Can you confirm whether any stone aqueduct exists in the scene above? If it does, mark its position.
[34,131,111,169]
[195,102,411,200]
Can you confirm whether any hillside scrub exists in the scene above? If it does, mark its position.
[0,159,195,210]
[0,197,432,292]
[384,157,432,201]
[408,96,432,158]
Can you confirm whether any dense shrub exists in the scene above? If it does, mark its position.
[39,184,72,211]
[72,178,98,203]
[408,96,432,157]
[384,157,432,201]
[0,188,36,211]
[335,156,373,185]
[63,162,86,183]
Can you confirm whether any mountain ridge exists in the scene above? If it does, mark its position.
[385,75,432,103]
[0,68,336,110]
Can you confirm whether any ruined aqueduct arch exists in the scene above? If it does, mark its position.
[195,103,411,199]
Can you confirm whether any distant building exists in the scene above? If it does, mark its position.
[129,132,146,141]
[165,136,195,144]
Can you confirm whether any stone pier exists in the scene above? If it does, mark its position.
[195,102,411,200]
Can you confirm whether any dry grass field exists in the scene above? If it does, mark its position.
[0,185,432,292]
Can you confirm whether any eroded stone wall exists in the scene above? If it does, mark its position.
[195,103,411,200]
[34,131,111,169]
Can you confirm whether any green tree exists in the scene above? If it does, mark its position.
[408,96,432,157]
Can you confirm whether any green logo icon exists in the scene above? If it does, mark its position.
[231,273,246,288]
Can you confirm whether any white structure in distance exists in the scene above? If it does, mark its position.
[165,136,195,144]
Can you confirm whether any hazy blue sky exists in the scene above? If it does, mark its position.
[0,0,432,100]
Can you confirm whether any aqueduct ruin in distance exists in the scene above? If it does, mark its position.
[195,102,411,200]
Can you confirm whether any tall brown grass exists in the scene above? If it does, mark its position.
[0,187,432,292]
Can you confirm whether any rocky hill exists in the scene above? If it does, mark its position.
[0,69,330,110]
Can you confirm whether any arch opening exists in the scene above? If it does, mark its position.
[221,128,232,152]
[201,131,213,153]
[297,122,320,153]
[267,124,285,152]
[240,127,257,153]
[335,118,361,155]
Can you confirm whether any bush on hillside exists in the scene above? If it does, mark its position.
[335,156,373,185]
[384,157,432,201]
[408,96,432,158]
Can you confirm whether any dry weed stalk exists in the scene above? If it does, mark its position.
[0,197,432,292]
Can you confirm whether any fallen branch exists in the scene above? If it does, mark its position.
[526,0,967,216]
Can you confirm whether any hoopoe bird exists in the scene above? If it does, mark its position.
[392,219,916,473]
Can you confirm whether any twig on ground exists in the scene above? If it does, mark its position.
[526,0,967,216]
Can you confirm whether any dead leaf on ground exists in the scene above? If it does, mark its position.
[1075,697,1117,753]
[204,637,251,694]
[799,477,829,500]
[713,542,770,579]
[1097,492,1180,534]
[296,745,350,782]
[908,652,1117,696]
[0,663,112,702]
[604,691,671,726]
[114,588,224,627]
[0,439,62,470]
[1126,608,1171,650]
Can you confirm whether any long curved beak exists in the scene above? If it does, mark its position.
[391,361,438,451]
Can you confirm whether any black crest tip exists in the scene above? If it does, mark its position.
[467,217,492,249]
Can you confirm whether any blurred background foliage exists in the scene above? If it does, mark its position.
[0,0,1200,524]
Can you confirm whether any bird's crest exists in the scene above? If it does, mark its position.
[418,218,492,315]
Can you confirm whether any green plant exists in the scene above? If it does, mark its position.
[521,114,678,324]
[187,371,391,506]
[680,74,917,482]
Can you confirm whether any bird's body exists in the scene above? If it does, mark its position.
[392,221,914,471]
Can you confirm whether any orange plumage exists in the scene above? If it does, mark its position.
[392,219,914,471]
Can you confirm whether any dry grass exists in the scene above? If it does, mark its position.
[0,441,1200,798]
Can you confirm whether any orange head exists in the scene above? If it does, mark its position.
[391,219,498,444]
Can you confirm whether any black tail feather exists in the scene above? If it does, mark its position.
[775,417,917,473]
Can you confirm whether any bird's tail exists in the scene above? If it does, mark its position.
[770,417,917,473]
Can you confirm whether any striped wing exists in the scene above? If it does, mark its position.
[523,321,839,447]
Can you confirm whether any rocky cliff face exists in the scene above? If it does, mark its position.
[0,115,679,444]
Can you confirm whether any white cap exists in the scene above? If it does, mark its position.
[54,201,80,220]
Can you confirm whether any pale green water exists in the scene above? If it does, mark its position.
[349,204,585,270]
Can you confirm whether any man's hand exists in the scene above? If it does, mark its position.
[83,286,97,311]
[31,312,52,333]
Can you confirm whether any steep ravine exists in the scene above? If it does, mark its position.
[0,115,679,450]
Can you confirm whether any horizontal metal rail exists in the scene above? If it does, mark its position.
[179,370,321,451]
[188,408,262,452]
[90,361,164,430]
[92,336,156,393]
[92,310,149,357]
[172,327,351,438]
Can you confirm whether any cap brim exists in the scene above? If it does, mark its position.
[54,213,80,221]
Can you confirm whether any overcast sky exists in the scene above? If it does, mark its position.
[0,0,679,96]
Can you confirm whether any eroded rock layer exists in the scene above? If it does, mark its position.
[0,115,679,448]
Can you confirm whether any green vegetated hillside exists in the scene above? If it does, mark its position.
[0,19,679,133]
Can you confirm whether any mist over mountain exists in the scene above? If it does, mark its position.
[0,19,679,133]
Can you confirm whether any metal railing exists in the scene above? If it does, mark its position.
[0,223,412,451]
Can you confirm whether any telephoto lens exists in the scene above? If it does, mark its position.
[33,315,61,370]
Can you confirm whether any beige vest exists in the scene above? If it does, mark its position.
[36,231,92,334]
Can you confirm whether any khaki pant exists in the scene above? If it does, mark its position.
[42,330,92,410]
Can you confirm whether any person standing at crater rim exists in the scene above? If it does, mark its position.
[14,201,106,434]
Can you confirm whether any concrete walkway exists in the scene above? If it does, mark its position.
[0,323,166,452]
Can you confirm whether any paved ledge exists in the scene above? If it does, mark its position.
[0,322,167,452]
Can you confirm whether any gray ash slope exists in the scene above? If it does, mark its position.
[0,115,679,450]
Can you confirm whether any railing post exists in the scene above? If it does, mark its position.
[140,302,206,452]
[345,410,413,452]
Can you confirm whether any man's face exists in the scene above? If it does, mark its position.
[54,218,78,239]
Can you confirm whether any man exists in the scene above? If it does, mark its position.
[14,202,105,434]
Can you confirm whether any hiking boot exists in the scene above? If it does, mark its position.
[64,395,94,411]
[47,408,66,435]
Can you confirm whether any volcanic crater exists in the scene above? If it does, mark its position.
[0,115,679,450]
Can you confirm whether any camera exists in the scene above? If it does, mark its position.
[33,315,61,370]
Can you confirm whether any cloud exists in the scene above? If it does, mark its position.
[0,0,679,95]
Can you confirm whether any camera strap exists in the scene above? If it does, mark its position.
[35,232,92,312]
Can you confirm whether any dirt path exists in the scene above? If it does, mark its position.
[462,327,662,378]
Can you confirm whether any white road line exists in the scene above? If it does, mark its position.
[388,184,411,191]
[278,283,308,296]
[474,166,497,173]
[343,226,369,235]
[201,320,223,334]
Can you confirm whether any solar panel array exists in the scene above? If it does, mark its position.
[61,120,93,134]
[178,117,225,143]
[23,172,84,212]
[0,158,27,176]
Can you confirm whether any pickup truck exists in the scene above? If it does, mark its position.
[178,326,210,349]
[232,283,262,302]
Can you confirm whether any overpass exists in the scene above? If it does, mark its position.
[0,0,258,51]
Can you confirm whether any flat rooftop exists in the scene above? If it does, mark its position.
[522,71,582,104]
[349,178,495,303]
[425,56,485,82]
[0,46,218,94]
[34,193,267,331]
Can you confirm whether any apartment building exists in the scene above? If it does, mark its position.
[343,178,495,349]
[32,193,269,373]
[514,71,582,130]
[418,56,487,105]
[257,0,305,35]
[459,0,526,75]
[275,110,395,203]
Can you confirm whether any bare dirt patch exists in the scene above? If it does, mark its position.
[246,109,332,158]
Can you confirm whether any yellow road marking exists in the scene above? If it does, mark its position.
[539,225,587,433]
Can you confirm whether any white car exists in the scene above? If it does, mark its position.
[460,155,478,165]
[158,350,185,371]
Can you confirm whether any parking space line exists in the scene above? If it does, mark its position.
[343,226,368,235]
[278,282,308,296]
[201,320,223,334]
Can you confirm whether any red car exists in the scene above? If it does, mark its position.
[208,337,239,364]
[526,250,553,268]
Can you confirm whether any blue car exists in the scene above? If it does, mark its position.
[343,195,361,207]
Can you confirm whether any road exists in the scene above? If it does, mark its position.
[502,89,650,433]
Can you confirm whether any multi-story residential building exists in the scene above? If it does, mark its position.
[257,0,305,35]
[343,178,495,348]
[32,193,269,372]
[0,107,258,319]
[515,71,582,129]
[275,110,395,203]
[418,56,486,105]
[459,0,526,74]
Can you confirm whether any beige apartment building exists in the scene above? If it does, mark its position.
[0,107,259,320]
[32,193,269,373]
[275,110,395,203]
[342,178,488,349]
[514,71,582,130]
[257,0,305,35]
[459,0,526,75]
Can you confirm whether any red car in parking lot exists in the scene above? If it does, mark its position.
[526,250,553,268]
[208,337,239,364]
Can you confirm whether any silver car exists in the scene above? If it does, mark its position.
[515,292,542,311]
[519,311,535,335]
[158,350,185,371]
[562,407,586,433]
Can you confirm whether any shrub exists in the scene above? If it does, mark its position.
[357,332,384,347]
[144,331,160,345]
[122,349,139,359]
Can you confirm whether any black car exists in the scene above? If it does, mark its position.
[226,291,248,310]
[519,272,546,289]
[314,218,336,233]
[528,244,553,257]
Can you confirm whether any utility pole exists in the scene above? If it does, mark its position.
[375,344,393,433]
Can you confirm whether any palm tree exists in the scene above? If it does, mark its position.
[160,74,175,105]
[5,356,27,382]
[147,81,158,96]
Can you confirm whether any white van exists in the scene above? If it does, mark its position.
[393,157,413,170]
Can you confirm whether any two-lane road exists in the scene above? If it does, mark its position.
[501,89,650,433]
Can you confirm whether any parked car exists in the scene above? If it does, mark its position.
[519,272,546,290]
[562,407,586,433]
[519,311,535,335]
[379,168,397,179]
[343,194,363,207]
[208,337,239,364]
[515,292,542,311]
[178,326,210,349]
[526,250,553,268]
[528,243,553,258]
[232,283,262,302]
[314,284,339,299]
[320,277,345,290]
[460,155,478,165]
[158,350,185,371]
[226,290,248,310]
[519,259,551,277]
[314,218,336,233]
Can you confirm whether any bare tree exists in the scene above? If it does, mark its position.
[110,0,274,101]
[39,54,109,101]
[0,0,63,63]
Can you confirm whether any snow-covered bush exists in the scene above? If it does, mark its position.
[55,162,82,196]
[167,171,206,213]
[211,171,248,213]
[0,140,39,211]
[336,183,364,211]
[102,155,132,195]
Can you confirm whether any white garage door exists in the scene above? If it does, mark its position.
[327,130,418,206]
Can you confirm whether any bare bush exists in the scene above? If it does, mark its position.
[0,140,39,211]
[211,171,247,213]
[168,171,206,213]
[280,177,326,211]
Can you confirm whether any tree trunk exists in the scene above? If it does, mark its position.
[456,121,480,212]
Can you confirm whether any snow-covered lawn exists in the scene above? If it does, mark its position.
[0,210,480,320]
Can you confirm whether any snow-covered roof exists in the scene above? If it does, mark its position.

· · · ·

* WAS ERWARTET WIRD
Wiederhole aus der Auflistung wortgetreu alle Zeilen von der Zeile mit „Can you confirm whether any green logo“ bis einschließlich der Zeile mit „[391,361,438,451]“.

* ANTWORT ZUR ÜBUNG
Can you confirm whether any green logo icon exists in the scene above? If it does, mark its position.
[231,273,246,288]
Can you confirm whether any white structure in distance exists in the scene above? If it does, mark its position.
[165,136,195,144]
Can you confirm whether any hazy blue sky exists in the scene above? If it does, mark its position.
[0,0,432,100]
Can you confirm whether any aqueduct ruin in distance exists in the scene above? If it does, mark its position.
[195,102,411,200]
Can you confirm whether any tall brown grass exists in the scene above? If it does, mark its position.
[0,187,432,292]
Can you confirm whether any rocky hill exists in the scene above? If it does, mark its position.
[0,69,330,110]
Can you confirm whether any arch opening exists in the scene above? If it does, mark its position.
[221,128,232,152]
[201,131,213,153]
[297,122,320,153]
[267,124,285,152]
[240,127,257,153]
[335,118,361,155]
Can you confirm whether any bush on hillside exists in the scene above? If it does, mark its position.
[335,156,373,185]
[384,157,432,201]
[408,96,432,158]
Can you confirm whether any dry weed stalk exists in the scene above? If it does, mark its position.
[0,197,432,292]
Can you confirm whether any fallen branch exists in the scene above? If it does, mark its position.
[526,0,967,216]
Can you confirm whether any hoopoe bird exists in the scene above? If it does, mark its position.
[392,219,916,473]
Can you confirm whether any twig on ground exists in the scene above? If it does, mark its position.
[526,0,967,216]
Can you confirm whether any dead leaf on ground exists in the scene above? If it does, mark its position.
[1075,697,1117,753]
[204,637,251,694]
[799,477,829,500]
[713,542,770,579]
[1097,492,1180,534]
[296,745,350,782]
[908,652,1117,696]
[0,663,112,702]
[604,691,671,726]
[114,588,224,627]
[0,439,62,470]
[1126,608,1171,650]
Can you confirm whether any long curved beak exists in the scene above? If it does, mark its position.
[391,361,438,451]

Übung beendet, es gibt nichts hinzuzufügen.